Data under study

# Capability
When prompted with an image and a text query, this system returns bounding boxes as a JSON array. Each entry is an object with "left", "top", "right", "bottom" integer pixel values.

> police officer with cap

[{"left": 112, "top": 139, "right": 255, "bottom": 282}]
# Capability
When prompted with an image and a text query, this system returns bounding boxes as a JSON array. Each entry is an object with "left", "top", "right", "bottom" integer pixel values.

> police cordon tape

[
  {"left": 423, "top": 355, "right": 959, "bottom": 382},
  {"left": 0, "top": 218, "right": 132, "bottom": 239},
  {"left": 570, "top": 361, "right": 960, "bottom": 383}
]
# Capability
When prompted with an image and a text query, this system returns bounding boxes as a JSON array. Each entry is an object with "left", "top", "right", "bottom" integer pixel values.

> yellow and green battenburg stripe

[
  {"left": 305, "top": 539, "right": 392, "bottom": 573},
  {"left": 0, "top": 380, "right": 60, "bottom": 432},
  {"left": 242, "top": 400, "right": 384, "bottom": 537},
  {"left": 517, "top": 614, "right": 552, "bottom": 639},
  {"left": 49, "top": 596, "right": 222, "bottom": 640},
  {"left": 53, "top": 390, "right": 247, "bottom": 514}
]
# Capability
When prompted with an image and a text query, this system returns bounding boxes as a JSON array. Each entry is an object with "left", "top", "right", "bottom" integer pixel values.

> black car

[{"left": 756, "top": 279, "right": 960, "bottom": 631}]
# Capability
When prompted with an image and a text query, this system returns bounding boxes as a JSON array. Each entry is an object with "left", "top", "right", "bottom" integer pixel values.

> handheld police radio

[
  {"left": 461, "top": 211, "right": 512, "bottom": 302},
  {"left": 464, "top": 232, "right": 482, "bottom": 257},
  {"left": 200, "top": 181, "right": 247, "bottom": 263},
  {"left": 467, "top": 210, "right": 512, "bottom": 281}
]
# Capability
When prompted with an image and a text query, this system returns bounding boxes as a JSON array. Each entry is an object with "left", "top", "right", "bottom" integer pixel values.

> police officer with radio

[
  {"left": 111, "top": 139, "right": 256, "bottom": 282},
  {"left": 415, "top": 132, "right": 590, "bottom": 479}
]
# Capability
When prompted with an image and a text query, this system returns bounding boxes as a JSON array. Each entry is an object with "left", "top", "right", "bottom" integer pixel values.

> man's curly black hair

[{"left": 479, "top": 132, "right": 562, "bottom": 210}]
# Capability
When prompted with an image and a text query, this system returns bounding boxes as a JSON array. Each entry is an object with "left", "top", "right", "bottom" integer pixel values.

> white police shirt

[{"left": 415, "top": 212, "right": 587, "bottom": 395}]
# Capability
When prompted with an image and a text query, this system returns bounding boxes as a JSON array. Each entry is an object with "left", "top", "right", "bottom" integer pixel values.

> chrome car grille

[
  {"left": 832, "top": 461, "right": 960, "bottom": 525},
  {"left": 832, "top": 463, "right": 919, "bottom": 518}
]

The task
Would you write out all of the data exactly as given?

Answer to this problem
# Capability
When prompted with an image and a text query, this system returns bounding boxes as a JSON array. Each entry is an object with "left", "top", "right", "bottom" integer pixel values.

> police officer with cap

[{"left": 112, "top": 139, "right": 255, "bottom": 282}]
# Capability
When prompted with an image and a text query, this system returns bounding boxes as a JSON array. Each entry is an object with "left", "top", "right", "bottom" integer pixel values.

> police cordon tape

[
  {"left": 423, "top": 355, "right": 959, "bottom": 382},
  {"left": 0, "top": 218, "right": 132, "bottom": 239},
  {"left": 570, "top": 361, "right": 960, "bottom": 383}
]
# Capability
When prompted with an image and a text query, this system returns bounding boxes as a JSON array. Each entry is an object with "left", "top", "right", "bottom" integer pixel values.

> yellow and green battenburg stripe

[
  {"left": 305, "top": 539, "right": 392, "bottom": 573},
  {"left": 0, "top": 380, "right": 60, "bottom": 432},
  {"left": 242, "top": 400, "right": 384, "bottom": 537},
  {"left": 517, "top": 614, "right": 552, "bottom": 639},
  {"left": 49, "top": 596, "right": 222, "bottom": 640},
  {"left": 53, "top": 390, "right": 247, "bottom": 514}
]
# Capability
When prompted with an image and a text query, this system returns bounding boxes as a JSON array. Each entry is an object with "left", "top", "right", "bottom" integer pixel values.

> black car

[{"left": 756, "top": 279, "right": 960, "bottom": 631}]
# Capability
When prompted with an image and a text query, this system returns bounding boxes as a JSON array. Each entry is an object with "left", "top", "right", "bottom" integer pixel values.

> handheld police radio

[
  {"left": 461, "top": 211, "right": 512, "bottom": 302},
  {"left": 464, "top": 232, "right": 482, "bottom": 257},
  {"left": 200, "top": 181, "right": 247, "bottom": 263},
  {"left": 467, "top": 210, "right": 512, "bottom": 281}
]
# Capability
When prompted with an image and a text query, this system returns bounding boxes as a JSON array. Each entry is an object with "left", "top", "right", "bottom" integer pixel values.

> police officer with radio

[
  {"left": 111, "top": 139, "right": 256, "bottom": 282},
  {"left": 415, "top": 132, "right": 590, "bottom": 479}
]
# Capability
When prompted with an image and a text query, this system returns bounding boxes as a JSON array. Each entry is an object with "left", "top", "right", "bottom" integer pixel values.

> man's curly black hair

[{"left": 479, "top": 132, "right": 562, "bottom": 210}]
# Capability
When prompted with an image and a text query, this system returns bounding boxes as a JSON array. Each entry is an object with "left", "top", "right", "bottom" integer pixel values.

> white police shirt

[{"left": 415, "top": 212, "right": 587, "bottom": 395}]
# Capability
When prompted with an image and a text query, this system returns bounding boxes as a JSON array. Each entry is an object with "left", "top", "right", "bottom" integer pixel values.

> chrome car grille

[
  {"left": 832, "top": 461, "right": 960, "bottom": 525},
  {"left": 832, "top": 463, "right": 919, "bottom": 518}
]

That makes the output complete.